- Opening Delimiter -
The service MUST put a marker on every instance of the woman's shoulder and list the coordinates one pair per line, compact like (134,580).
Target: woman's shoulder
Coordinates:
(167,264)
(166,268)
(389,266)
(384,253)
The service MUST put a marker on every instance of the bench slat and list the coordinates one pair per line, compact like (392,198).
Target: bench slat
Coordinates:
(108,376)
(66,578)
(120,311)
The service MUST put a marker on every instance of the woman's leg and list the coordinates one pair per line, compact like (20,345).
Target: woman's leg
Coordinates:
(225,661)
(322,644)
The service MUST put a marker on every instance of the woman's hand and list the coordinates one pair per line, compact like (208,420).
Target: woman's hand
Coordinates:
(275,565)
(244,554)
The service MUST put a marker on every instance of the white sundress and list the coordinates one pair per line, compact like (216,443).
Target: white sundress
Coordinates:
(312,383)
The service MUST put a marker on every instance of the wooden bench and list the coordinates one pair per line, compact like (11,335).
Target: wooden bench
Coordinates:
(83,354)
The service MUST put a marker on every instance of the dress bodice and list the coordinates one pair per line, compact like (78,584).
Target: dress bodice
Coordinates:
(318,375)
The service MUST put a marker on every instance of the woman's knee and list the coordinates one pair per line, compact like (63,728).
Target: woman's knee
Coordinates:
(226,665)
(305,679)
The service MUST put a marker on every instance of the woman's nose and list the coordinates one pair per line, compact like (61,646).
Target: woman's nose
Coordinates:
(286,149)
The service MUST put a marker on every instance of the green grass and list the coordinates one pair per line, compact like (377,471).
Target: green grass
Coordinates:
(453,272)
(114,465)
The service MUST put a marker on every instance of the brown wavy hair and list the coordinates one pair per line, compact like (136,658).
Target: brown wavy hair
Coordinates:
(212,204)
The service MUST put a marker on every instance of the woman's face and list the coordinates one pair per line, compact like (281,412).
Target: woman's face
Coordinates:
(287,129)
- Closing Delimiter -
What to work on -
Could you restate, word for word, every line from the one containing "compact like (377,471)." through the last line of the records above, and nothing more?

Problem solution -
The service MUST put a marker on every instance of the green grass and list the coordinates one pair per line, compact like (377,471).
Target: green grass
Coordinates:
(453,272)
(114,465)
The service MUST put a marker on every instance of the brown wavy hair and list the coordinates one pair per line, compact like (136,658).
Target: brown wavy hair
Coordinates:
(212,204)
The service MUST put a marker on every instance of the woman's face and list the coordinates one pair per line, compact like (281,412).
Target: woman's face
Coordinates:
(287,129)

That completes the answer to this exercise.